28Les métropoles anglo-saxonnes n’ont pas pris en compte ces contraintes. Les centres historiques de Montréal, et surtout d’Ottawa, qui présentaient une remarquable unité par l’architecture victorienne qui s’y était déployée à la fin du XIXe siècle, donnent aujourd’hui au visiteur européen le spectacle du chaos. À Londres, d’importantes opérations de démolition-reconstruction ont été menées dans le centre, de manière anarchique dans les années 60 avec l’édification d’immeubles-tours (Shen Building, MilbankTower, Central Point, Hilton Hotel…).
29Après une phase de ralentissement due à la crise des années 70, la construction de bureaux a repris dans les années 90 et envahi les rives sud de la Tamise, Picadilly Circus, les abords des gares (Victoria, Liverpool Station, King’s Cross) et la « City » (Broadgate, Spitalfield, Royal Mint…). Cette coexistence d’immeubles-tours avec le contexte formé de quartiers anciens attrayants, de beaux monuments et de parcs harmonieux traduit peut-être le génie britannique fait de fidélité à la tradition et de pragmatisme affairiste. Elle ne s’accorde pas avec le génie français inscrit dans l’« intra-muros » de Paris où, depuis des siècles, un urbanisme classique reposant sur les grands tracés régulateurs et l’homogénéité des formes et des typologies a marqué un paysage urbain aujourd’hui de grande valeur culturelle, digne d’être inscrit à la liste du patrimoine mondial de l’Unesco.
30Le premier étage de la tour Eiffel est un bon poste d’observation pour découvrir cette remarquable morphologie du bâti, avec cependant quelques fausses notes dans la symphonie, notamment le complexe immobilier Maine-Montparnasse, l’ensemble de la porte Maillot et le groupe d’immeubles-tours du « Front de Seine ». Aucun de ces trois ensembles construits il y a 30-40 ans n’a rehaussé la qualité du paysage parisien, ni accru la séduction exercée par la ville. On s’attardera quelques instants sur le complexe Maine-Montparnasse qui cumule nombre de défauts.
31La tour Montparnasse avec sa hauteur de 210 mètres est le point culminant de l’« intra-muros » (à l’exception de la tour Eiffel qui s’élève à 324 mètres) alors qu’elle se borne à signaler l’emplacement d’une gare. Ainsi que le dit B. Lemoine, architecte et historien d’architecture : « Il y a quelques belles réalisations (d’IGH) mais beaucoup de médiocres ou d’incongrues, comme la tour Montparnasse qui est peut-être bien dessinée mais n’a pas de signification dans son environnement » (Le Monde, 08-11-03). Par sa hauteur, elle est visible d’une foule de sites historiques dont elle abîme le paysage. On sait d’autre part qu’une perspective monumentale ne produit son plein effet de fascination que si elle s’ouvre sur un horizon dégagé et au-delà sur l’infini du ciel. C’est ce qu’avaient bien saisi les jardiniers des rois et les concepteurs de la Grande Arche de la Défense. Or, la tour Montparnasse et surtout l’énorme pâté de bureaux construit à son pied occulte de manière catastrophique la perspective remarquable formée par les jardins du Trocadéro, le pont d’Iéna, la tour Eiffel, le parc du Champ de Mars, l’École militaire, la place de Fontenoy et l’avenue de Saxe, que les flâneurs, écoliers, touristes peuvent découvrir à partir de la terrasse du palais de Chaillot.

+++

→ **OBJECTIF VISÉ 1**: Pour chacune des affirmations suivantes, indiquez par oui ou par non si elle concorde avec l'extrait source, en citant textuellement les mots qui tranchent : (a) La tour Montparnasse mesure 210 mètres. (b) À Londres, la construction de bureaux a repris dans les années 80. (c) Le premier étage de la tour Eiffel est présenté comme un bon poste d'observation.
→ **OBJECTIF VISÉ 2**: Énumérez tous les éléments qui, selon l'extrait source, forment la perspective que l'on découvre à partir de la terrasse du palais de Chaillot.
→ **OBJECTIF VISÉ 3**: Recopiez sans rien changer le passage de l'extrait source qui s'ouvre sur les mots contenant « 30Le premier étage » et se ferme sur « nombre de défauts. ».
Les enregistrements proviennent d'une autre source que l'extrait.

+++

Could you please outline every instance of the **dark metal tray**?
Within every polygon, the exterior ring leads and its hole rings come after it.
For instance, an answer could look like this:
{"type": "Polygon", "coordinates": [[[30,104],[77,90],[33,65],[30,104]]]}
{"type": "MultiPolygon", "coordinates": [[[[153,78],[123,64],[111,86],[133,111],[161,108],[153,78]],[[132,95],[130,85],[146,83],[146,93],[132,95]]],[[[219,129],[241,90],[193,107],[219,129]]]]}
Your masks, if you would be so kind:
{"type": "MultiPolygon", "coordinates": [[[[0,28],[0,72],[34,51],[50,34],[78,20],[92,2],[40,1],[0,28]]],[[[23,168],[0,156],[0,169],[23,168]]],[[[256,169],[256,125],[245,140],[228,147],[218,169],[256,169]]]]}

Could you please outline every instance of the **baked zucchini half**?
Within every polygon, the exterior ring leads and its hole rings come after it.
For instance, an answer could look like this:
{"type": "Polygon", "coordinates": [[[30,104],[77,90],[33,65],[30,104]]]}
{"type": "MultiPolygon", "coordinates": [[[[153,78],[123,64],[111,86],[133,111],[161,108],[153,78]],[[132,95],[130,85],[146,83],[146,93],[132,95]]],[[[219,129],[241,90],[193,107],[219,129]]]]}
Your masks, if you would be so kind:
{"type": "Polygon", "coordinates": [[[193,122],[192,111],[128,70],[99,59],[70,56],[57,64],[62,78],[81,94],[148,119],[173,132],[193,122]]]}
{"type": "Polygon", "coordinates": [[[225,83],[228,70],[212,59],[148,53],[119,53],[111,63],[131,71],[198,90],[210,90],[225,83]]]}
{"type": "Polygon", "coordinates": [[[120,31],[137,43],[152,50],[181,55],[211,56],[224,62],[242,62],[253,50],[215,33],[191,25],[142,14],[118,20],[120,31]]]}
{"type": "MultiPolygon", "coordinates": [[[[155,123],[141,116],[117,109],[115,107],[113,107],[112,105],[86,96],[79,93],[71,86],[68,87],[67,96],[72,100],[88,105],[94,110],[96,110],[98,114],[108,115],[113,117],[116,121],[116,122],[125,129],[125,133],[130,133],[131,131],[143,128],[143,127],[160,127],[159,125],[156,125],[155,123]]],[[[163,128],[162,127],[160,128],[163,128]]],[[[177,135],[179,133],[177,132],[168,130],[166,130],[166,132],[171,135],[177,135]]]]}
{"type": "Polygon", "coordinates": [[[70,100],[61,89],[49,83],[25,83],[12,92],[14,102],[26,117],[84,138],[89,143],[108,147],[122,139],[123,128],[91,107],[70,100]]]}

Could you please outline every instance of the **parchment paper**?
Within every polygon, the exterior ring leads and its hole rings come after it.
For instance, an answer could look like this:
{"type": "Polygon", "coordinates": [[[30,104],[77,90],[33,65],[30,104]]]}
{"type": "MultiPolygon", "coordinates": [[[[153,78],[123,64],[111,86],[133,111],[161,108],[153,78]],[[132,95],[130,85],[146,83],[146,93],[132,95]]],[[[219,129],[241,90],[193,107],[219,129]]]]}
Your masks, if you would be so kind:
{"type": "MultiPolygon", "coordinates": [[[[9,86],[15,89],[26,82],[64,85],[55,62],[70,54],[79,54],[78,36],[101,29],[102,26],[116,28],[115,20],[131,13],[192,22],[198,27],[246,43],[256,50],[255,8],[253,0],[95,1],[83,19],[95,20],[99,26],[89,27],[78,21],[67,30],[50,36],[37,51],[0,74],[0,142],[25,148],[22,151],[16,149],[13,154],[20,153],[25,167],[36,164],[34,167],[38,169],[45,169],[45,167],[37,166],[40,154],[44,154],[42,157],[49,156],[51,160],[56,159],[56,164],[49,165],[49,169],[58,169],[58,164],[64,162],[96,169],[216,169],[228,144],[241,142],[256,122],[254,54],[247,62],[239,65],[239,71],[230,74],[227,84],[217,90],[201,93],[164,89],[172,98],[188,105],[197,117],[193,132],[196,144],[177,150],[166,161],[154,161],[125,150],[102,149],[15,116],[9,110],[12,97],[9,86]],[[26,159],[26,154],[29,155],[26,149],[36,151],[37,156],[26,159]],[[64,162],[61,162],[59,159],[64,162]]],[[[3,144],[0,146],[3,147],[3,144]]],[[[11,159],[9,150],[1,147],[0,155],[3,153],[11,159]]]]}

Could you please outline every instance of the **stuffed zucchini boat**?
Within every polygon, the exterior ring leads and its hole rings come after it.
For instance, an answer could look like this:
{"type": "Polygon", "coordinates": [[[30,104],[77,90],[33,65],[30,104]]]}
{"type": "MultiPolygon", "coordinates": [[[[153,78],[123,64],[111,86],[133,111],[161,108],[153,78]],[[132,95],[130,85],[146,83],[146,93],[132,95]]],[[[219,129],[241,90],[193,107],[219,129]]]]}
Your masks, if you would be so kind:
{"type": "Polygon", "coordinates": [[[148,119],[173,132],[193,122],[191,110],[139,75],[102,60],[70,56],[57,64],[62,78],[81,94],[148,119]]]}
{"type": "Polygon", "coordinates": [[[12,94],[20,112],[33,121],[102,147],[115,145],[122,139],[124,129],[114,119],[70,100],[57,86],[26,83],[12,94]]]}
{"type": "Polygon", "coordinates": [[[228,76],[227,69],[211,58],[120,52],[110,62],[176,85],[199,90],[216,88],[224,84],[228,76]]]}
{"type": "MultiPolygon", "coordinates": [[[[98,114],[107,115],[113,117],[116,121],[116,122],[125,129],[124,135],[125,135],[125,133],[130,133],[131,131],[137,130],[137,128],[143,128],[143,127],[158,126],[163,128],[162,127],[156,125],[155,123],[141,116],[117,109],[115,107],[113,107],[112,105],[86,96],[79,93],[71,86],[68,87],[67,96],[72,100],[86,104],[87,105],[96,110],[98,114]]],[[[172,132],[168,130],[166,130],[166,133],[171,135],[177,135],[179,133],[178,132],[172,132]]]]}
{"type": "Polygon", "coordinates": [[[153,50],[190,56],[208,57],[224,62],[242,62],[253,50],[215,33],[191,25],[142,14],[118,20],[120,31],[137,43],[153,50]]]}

+++

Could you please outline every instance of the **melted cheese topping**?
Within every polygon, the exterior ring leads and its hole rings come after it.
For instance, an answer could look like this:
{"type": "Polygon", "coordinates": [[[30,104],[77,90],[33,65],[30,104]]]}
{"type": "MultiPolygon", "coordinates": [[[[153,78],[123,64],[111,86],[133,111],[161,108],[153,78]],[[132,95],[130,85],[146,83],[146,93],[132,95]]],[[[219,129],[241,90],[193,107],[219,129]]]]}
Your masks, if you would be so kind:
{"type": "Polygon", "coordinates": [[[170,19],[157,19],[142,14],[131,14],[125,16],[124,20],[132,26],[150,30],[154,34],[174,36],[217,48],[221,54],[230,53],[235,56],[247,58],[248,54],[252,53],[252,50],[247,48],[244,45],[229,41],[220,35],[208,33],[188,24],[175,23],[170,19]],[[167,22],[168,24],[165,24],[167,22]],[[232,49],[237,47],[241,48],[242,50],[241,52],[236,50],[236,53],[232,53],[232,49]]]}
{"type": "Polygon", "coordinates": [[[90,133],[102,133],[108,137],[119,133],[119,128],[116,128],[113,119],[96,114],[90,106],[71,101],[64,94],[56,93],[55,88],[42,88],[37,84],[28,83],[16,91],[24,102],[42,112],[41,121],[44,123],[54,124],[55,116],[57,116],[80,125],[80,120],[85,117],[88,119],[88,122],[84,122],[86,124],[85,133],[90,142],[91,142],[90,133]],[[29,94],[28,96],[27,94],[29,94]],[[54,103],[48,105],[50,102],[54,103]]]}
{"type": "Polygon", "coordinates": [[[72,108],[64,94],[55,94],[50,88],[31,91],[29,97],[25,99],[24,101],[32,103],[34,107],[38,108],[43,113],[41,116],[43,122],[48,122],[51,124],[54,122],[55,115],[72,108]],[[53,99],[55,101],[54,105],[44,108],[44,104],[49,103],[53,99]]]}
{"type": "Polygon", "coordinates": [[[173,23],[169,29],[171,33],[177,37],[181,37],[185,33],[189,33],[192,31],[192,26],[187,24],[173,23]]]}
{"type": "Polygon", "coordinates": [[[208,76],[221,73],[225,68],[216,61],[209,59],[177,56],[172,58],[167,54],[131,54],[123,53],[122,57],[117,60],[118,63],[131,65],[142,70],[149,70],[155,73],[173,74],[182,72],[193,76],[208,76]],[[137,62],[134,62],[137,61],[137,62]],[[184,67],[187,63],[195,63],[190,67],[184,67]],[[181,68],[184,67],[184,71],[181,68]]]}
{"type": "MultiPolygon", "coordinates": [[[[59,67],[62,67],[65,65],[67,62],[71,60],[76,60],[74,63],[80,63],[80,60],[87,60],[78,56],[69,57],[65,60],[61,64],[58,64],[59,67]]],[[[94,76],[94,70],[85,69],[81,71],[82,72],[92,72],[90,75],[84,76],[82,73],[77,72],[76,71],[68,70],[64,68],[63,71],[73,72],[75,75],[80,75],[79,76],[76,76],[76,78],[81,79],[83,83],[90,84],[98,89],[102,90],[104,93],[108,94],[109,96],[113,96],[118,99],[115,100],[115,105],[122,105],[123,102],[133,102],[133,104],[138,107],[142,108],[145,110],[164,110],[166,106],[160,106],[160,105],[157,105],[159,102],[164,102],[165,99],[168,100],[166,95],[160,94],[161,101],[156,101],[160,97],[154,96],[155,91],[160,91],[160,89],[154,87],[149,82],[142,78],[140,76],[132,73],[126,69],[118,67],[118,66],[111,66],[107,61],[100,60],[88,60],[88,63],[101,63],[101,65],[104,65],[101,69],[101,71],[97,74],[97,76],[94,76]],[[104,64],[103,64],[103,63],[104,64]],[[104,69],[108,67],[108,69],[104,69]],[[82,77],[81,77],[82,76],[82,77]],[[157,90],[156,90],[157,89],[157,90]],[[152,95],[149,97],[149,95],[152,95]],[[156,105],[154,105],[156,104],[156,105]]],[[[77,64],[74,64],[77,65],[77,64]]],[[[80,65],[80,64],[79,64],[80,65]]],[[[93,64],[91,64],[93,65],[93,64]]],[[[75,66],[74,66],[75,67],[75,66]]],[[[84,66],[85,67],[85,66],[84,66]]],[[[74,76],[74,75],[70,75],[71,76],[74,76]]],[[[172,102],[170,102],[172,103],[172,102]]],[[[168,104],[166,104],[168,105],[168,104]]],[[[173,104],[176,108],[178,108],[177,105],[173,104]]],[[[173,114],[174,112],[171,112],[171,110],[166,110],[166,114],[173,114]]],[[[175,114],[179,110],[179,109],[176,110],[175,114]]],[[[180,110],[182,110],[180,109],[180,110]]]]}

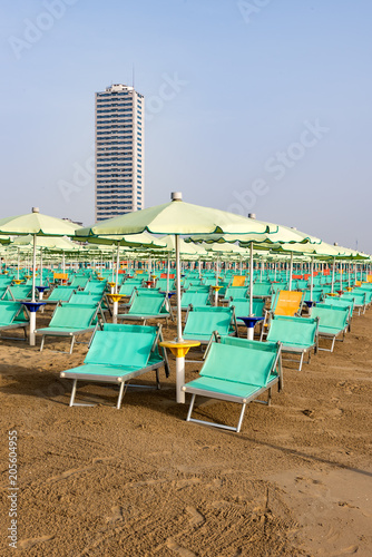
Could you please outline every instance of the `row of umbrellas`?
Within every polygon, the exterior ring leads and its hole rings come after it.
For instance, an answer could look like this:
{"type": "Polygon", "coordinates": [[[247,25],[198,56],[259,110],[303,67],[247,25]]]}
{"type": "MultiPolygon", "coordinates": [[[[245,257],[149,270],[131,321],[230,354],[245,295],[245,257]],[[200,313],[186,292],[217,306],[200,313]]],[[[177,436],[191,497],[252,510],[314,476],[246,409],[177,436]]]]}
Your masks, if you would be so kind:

+++

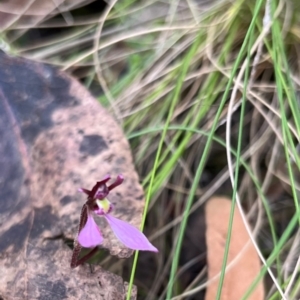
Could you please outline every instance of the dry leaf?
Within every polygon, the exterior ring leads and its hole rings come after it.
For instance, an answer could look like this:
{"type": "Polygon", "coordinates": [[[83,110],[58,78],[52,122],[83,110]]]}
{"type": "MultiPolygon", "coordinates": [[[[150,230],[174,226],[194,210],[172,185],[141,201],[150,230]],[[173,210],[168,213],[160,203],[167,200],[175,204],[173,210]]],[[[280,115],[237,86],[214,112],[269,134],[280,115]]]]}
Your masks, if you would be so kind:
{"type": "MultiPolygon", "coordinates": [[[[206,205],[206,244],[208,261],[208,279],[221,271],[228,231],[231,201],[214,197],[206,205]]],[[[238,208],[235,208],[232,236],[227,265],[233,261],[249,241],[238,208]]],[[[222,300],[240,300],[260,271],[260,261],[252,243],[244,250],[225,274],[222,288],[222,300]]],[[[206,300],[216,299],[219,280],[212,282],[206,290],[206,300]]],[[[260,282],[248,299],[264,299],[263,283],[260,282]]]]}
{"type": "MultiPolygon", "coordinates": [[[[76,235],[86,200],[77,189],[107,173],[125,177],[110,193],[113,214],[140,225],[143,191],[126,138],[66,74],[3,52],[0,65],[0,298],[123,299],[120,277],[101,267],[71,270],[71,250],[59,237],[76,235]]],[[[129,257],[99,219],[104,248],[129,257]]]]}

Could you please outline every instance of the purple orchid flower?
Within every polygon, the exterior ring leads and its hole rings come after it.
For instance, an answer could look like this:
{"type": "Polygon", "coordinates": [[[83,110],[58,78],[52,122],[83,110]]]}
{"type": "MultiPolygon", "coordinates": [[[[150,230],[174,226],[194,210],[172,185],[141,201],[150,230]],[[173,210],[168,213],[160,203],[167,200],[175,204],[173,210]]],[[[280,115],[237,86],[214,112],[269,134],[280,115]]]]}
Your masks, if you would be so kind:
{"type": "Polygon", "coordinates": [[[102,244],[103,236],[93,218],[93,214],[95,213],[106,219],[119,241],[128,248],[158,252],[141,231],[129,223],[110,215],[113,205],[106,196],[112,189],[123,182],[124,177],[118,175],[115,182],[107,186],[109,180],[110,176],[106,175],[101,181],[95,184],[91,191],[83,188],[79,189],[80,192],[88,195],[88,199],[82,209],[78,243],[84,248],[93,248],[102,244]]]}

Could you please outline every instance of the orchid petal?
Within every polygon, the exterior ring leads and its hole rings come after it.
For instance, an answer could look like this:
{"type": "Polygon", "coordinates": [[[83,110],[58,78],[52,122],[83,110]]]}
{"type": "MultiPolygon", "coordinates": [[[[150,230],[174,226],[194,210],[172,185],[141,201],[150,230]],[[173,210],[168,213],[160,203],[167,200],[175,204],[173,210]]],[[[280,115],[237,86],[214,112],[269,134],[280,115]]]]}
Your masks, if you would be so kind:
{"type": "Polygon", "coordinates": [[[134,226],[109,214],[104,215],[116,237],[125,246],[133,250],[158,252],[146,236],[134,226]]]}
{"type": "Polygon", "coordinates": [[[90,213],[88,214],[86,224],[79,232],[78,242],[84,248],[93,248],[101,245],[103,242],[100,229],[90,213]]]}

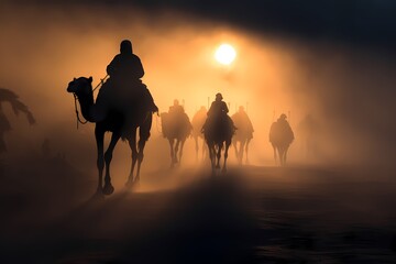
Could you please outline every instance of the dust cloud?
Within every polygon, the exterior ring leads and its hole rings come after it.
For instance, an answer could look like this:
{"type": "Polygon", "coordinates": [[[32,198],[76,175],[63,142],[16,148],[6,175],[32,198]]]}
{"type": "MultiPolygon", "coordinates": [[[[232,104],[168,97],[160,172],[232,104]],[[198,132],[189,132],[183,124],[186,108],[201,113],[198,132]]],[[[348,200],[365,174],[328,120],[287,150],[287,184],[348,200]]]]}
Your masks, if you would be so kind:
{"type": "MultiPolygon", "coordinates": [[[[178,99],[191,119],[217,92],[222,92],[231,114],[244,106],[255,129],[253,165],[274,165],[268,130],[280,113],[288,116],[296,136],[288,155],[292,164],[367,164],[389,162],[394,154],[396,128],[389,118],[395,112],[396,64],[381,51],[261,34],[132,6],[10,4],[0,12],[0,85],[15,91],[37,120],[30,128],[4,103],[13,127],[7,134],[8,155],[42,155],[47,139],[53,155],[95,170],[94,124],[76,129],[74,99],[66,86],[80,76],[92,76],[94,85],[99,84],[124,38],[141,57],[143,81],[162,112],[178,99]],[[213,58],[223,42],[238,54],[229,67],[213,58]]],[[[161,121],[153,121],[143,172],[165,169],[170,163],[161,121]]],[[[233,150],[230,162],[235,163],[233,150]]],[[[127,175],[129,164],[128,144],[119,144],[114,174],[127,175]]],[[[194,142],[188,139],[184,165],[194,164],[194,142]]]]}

+++

→ **RÉPONSE 1**:
(a) Oui : « La tour Montparnasse avec sa hauteur de 210 mètres ».
(b) Non : « la construction de bureaux a repris dans les années 90 ».
(c) Oui : « Le premier étage de la tour Eiffel est un bon poste d’observation ».

→ **RÉPONSE 2**:
- les jardins du Trocadéro
- le pont d’Iéna
- la tour Eiffel
- le parc du Champ de Mars
- l’École militaire
- la place de Fontenoy
- l’avenue de Saxe

→ **RÉPONSE 3**:
30Le premier étage de la tour Eiffel est un bon poste d’observation pour découvrir cette remarquable morphologie du bâti, avec cependant quelques fausses notes dans la symphonie, notamment le complexe immobilier Maine-Montparnasse, l’ensemble de la porte Maillot et le groupe d’immeubles-tours du « Front de Seine ». Aucun de ces trois ensembles construits il y a 30-40 ans n’a rehaussé la qualité du paysage parisien, ni accru la séduction exercée par la ville. On s’attardera quelques instants sur le complexe Maine-Montparnasse qui cumule nombre de défauts.